[Consigne]
Répondez à ces questions sur le texte consacré à l'alchimie, ci-dessous :
(a) Quelle fonction Thierry Appelboom occupe-t-il ?
(b) Quel élixir Nicolas Flamel aurait-il découvert grâce à la pierre philosophale ?
(c) Dans l'exemple d'« une buche en feu », qu'est-ce qui représente le sel ?

L'alchimie a profondément marqué la médecine, affirme Thierry Appelboom, administrateur délégué du musée de la Médecine à Bruxelles : "Sans l'alchimie, nous n'aurions pas connu la chimie et nous n'en serions pas là au niveau de nos connaissances en médecine." Patrick Burensteinas, scientifique et alchimiste contemporain français, explique la différence entre l'alchimie et la chimie dans une interview accordée à Tistrya Productions : "Dans la chimie, c'est le produit qui est important, dans l'alchimie, c'est le but. Tous les produits trouvés en faisant de l'alchimie sont des conséquences de la quête pour trouver la pierre philosophale." Nicolas Flamel, alchimiste français du 14e siècle, aurait découvert l'élixir de jeunesse grâce à cette pierre. Il a été un des personnages principaux dans le premier livre de la saga d'Harry Potter. La transmutation de la matière en or est sans doute l'image la plus connue de l'alchimie. Différente de la transformation, la transmutation fait disparaitre la matière ou en change sa nature. Trois principes interviennent dans cette transmutation : le soufre masculin s'attaque aux métaux, le mercure féminin est responsable de leurs malléabilité et volatilité, le sel contribue à leur union. Tout corps est constitué de ces trois principes. Pour les illustrer, prenons l'exemple d'une buche en feu : le soufre brule, le mercure part en fumée et les cendres restantes sont le sel.

[Extrait des données]
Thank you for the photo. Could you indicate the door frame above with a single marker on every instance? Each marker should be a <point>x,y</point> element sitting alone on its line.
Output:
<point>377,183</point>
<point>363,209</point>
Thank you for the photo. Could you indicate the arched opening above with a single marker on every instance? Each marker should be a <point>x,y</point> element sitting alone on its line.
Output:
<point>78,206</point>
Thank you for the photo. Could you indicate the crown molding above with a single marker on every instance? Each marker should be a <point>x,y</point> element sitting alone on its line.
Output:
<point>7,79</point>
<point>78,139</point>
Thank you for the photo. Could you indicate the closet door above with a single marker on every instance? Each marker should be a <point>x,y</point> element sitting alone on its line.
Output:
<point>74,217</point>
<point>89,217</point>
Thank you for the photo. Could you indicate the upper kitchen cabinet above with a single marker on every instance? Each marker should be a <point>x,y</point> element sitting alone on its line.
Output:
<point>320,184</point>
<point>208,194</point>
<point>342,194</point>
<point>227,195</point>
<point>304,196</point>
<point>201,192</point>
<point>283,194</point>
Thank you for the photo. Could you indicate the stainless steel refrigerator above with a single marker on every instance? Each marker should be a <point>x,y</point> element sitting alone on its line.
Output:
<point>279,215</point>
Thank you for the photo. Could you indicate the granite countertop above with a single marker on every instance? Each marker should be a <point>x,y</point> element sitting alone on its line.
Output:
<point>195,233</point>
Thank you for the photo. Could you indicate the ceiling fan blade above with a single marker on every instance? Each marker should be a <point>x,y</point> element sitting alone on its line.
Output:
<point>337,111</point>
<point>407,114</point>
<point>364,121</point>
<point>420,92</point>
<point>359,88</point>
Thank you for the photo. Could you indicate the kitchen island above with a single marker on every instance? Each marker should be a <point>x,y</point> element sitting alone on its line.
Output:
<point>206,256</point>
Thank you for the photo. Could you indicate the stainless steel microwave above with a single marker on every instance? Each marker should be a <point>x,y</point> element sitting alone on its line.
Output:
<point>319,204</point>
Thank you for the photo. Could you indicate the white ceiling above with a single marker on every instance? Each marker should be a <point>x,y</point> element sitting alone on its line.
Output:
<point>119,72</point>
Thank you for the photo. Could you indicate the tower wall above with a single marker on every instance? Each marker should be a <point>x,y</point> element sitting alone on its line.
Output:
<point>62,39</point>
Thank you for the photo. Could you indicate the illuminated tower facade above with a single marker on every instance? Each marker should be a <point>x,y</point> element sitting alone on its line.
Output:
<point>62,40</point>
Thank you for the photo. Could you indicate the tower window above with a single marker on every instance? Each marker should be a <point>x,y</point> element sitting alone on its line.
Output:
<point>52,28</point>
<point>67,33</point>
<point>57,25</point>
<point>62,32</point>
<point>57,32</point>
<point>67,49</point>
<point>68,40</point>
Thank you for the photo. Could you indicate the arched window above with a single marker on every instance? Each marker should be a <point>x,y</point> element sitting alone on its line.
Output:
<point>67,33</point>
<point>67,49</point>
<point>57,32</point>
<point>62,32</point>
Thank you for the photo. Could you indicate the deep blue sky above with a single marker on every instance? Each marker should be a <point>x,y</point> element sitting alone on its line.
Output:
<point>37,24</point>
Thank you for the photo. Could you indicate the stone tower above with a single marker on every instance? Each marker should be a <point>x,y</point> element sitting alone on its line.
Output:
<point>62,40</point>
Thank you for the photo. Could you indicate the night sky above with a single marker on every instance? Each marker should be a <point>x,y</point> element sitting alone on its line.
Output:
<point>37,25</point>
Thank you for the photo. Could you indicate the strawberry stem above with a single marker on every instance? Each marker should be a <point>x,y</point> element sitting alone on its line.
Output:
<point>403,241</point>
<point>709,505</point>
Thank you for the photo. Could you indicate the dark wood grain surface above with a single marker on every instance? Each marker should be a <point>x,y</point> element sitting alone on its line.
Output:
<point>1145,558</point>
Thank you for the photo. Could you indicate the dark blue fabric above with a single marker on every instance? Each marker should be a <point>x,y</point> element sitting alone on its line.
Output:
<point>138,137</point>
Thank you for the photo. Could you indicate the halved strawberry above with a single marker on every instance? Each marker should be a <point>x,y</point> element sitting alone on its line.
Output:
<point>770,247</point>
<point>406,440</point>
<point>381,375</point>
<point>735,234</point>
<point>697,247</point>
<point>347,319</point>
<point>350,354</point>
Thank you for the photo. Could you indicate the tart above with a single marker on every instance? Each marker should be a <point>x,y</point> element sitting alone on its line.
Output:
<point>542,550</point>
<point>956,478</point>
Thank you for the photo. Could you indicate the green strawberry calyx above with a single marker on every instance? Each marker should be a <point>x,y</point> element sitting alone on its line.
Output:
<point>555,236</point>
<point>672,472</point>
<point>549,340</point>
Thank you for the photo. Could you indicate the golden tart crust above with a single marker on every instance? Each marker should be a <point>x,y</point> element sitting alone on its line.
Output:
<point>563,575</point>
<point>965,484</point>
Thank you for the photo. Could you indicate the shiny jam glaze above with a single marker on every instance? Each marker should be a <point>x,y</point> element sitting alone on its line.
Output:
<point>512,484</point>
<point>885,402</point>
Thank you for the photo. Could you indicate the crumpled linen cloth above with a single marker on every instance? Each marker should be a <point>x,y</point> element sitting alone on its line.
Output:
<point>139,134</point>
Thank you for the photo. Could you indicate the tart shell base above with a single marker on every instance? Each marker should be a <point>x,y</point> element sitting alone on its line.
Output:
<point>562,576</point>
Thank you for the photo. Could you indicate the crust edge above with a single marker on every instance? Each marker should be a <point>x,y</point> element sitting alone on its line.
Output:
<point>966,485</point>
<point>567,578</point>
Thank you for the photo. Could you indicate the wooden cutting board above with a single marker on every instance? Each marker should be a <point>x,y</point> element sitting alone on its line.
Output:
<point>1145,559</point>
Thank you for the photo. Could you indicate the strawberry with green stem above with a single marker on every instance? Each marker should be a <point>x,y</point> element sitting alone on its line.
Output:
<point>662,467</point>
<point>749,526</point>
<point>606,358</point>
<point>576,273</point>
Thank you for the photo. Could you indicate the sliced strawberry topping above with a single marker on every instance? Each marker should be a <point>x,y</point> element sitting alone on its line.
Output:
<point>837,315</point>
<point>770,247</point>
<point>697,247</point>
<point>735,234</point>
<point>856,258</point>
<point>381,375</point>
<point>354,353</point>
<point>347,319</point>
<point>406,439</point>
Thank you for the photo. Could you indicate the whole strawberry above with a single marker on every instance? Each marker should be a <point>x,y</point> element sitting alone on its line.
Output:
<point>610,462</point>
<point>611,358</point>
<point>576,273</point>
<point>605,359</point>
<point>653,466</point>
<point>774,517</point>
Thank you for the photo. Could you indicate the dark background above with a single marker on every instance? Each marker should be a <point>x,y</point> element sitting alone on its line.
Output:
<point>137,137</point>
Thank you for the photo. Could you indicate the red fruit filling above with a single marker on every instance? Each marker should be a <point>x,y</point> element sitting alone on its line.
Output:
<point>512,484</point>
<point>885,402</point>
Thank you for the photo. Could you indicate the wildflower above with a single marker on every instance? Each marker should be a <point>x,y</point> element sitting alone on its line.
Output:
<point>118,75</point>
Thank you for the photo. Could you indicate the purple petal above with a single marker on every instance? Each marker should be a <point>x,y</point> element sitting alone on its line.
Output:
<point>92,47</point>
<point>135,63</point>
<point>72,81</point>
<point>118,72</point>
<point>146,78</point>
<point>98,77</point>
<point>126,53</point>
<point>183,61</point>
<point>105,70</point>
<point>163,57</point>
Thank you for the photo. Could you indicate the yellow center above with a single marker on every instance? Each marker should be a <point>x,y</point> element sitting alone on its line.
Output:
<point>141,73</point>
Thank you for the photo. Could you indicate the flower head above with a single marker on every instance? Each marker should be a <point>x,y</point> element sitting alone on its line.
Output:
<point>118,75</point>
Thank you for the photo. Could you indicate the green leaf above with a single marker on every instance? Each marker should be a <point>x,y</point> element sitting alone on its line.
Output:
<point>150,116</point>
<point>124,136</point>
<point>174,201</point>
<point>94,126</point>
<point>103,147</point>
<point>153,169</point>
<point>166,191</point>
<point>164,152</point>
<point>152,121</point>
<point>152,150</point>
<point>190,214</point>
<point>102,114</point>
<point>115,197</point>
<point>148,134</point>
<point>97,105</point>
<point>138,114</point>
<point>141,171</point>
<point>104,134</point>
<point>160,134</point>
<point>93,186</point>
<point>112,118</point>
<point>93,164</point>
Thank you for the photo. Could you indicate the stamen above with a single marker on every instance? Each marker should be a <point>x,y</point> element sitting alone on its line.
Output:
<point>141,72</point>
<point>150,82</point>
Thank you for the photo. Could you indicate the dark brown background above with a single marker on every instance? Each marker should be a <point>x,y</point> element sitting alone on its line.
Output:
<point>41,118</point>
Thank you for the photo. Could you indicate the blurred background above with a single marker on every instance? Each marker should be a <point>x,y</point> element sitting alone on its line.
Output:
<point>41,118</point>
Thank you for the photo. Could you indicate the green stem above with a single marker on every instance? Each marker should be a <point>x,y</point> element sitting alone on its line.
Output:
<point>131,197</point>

[Réponse]
(a) Il est administrateur délégué du musée de la Médecine à Bruxelles.
(b) Il aurait découvert l'élixir de jeunesse.
(c) Le sel, ce sont les cendres restantes.